╔══

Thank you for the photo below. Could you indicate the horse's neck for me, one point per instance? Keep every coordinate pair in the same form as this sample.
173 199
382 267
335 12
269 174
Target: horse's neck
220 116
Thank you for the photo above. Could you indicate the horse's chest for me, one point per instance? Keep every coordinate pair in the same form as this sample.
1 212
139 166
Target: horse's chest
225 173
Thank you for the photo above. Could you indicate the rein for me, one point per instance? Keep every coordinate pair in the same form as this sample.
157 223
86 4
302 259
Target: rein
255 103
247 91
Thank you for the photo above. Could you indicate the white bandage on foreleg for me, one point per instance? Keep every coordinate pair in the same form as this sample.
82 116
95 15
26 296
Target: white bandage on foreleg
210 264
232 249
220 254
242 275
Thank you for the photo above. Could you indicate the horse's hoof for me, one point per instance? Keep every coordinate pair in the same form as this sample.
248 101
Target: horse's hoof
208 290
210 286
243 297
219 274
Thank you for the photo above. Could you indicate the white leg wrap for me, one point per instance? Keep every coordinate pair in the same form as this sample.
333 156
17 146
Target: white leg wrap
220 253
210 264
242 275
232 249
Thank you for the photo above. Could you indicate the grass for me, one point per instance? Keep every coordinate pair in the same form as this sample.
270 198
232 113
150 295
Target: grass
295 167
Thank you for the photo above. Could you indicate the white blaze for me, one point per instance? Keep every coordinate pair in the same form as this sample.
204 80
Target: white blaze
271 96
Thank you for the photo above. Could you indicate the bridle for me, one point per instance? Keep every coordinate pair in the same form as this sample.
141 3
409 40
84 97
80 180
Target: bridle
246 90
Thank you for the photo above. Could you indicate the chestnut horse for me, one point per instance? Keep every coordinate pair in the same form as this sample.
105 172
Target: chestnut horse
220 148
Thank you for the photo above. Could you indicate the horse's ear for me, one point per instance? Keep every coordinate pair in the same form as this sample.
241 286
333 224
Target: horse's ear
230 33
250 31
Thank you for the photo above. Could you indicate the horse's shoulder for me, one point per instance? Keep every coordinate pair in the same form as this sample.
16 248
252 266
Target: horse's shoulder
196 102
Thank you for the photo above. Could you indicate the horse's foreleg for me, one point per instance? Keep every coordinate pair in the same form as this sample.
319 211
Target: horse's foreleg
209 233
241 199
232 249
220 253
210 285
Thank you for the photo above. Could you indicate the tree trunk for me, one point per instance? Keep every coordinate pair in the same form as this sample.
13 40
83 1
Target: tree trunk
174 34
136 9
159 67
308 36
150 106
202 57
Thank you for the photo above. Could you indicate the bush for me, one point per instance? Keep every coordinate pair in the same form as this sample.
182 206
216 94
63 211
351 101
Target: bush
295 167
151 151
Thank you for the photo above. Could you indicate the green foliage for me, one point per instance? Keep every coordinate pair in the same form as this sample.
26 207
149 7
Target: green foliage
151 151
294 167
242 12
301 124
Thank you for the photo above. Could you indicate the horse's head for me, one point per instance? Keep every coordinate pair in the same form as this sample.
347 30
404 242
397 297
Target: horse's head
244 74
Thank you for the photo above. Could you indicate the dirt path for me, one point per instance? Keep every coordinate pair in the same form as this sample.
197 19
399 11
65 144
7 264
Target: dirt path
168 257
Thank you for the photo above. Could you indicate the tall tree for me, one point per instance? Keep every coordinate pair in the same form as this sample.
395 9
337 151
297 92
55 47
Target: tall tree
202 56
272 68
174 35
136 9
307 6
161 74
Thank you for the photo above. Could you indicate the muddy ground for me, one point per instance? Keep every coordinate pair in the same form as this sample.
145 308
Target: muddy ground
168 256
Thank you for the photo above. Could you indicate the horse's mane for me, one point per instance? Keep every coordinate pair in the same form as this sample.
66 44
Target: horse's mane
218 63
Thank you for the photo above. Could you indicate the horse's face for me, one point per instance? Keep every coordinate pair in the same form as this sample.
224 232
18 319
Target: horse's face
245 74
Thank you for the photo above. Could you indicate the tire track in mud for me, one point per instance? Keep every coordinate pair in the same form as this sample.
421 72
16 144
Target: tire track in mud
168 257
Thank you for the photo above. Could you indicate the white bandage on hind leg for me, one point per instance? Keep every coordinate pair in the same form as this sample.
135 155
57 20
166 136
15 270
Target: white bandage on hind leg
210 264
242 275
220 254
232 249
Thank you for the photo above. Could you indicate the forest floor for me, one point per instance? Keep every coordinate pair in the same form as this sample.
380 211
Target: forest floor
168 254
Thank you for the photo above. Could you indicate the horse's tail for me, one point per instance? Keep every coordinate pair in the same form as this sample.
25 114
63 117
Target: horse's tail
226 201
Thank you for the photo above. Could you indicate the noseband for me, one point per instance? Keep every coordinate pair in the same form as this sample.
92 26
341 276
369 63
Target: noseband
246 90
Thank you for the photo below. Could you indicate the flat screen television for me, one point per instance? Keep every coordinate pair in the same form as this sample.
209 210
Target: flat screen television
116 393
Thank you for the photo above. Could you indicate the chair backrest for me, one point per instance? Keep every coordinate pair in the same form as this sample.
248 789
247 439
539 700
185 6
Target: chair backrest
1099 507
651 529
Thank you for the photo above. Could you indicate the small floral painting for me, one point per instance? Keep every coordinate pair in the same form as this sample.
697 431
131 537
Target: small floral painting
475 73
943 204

╚══

Reproduce the data in full, exactly.

Answer box:
Thank you for the photo below. Could you indicate the horse's neck for me, one point per instance? Keep every coordinate pair in the same form as this sample.
173 199
382 267
335 12
269 174
Target: horse's neck
220 116
Thank you for the photo above. Could you indicate the horse's chest for me, one point per instance? Keep every coordinate pair in the same form as this sample.
1 212
139 166
Target: horse's chest
225 173
Thank you for the photo above. Could you indicate the rein for me, one point per instance? Keep every coordinate pair in the same form as this sample.
157 223
86 4
302 259
Target: rein
255 103
247 91
Thank you for the photo above. Could you indicate the white bandage on foreleg for me, one point per instance? Keep every coordinate pair in the same form as this sample.
82 116
95 15
26 296
Target: white bandage on foreleg
210 264
232 249
220 254
242 275
Thank you for the photo above. Could you indicate the horse's hoof for me, one point per instance? Keep every coordinate pair in the same form as this sample.
248 101
Target: horse's hoof
208 290
210 286
243 297
219 274
Thank you for the photo above. Could you indicate the white leg wrap for me, one point per instance? Keep every coordinate pair in the same form as this sample.
333 156
17 146
Target: white leg wrap
220 253
210 264
242 275
232 249
Thank you for the photo above. Could you indicate the grass for me, one point per instance? Keep every coordinate pair in the same form as this sample.
270 198
232 113
150 295
Target: grass
295 167
Thank you for the photo above. Could you indicate the white blaze for me, one point per instance? Keep every coordinate pair in the same form as this sample.
204 80
Target: white blaze
271 96
Thank you for the photo above. Could you indicate the bridle for me, one point per instance? Keep every coordinate pair in the same form as this sample.
141 3
409 40
84 97
80 180
Target: bridle
246 90
Thank you for the photo above. Could you indicate the chestnut horse for me, one point per instance? Keep every coordinate pair in the same form as this sample.
105 172
Target: chestnut horse
220 148
Thank you for the photo above. Could you indicate the horse's ear for me, one point per instance? Keep every coordinate pair in the same form as this sample.
241 286
333 224
Target: horse's ear
230 33
250 31
Thank you for the photo above. Could you indicate the horse's shoulder for me, one point per instance? Keep every coordinate pair in the same form as this sample.
16 248
252 266
Target: horse's shoulder
196 102
Thank you for the photo above. Could you indicate the horse's foreleg for me, one point per instance? Keep every coordinate pair in the same form as this sample.
319 211
Target: horse's foreleg
209 233
241 199
232 249
220 253
210 285
Thank you for the photo above. Could you indicate the tree trunk for me, one point per instance? Keep every coordinate pair in the same form as this sample.
13 40
83 1
Target: tree trunk
174 34
136 9
159 67
308 36
150 106
202 57
Thank you for the photo above. Could you indicate the bush for me, one point per instance? Keep every coordinate pair in the same form as this sample.
182 206
216 94
63 211
351 101
Target: bush
295 167
151 151
Thank you for the photo above. Could you indicate the green foliage for me, one point per instance? Keep every coordinate pair in the same form as this sample.
26 207
149 7
Target: green foliage
151 151
294 167
242 12
301 124
Thank you for the photo above. Could you indicate the horse's head for me, one point per instance? Keep every coordinate pair in the same form as this sample.
347 30
404 242
397 297
Target: horse's head
244 74
Thank you for the photo above. Could you indicate the dirt path for me, one point per instance? Keep every coordinate pair in the same form as this sample.
197 19
399 11
65 144
7 264
Target: dirt path
168 257
Thank you for the photo above. Could you indicate the tall tree for me, one point per instance? Keep every coordinate pair in the same form as this sample.
395 9
337 151
297 92
55 47
Target: tall tree
202 56
272 68
174 35
136 9
307 6
161 74
Thank you for the photo above. Could you indicate the muddy ground for me, one point per instance? Keep every coordinate pair in the same form as this sample.
145 308
Target: muddy ground
168 256
Thank you for the photo above. Could you indicate the horse's mane for me, one point per instance? Keep every coordinate pair in the same form as this sample.
66 44
Target: horse's mane
218 63
Thank you for the photo above. Could you indicate the horse's face for me, one point per instance? Keep every coordinate pair in the same form as this sample.
224 232
18 319
Target: horse's face
245 74
Thank you for the photo above. Could you indicate the tire track in mud for me, one point per instance? Keep every coordinate pair in the same form as this sample.
421 72
16 144
Target: tire track in mud
168 257
Thank you for the photo above. Could you indicate the white bandage on hind leg for me, one point per instance? Keep every coordinate pair in the same form as this sample.
135 155
57 20
166 136
15 270
Target: white bandage on hind leg
210 264
242 275
220 254
232 249
Thank you for the photo above. Could you indicate the forest floor for me, one point per instance? Keep every coordinate pair in the same form as this sample.
380 211
Target: forest floor
168 254
Thank you for the photo above. Could you indicate the horse's tail for me, one point per instance? Keep every coordinate pair in the same form as this sample.
25 114
63 117
Target: horse's tail
226 201
Thank you for the photo above. Could you indicate the noseband for me, one point per instance? Keep every coordinate pair in the same form as this sample.
92 26
341 276
369 63
Target: noseband
246 90
Thank you for the photo below. Could you indicate the flat screen television for me, one point per instance? Keep every coordinate pair in the same form as this sample.
209 210
Target: flat screen television
116 393
Thank you for the photo above. Could you indicate the chair backrest for me, one point per instance? Keep every coordinate pair in the same form as this sample.
248 789
247 439
539 700
185 6
Target: chair backrest
1099 507
651 529
Thank you for the photo above. Could you indicate the small floral painting for me, one point per instance? Keep every coordinate pair in the same form as this sample.
697 431
131 537
Target: small floral painting
475 73
943 204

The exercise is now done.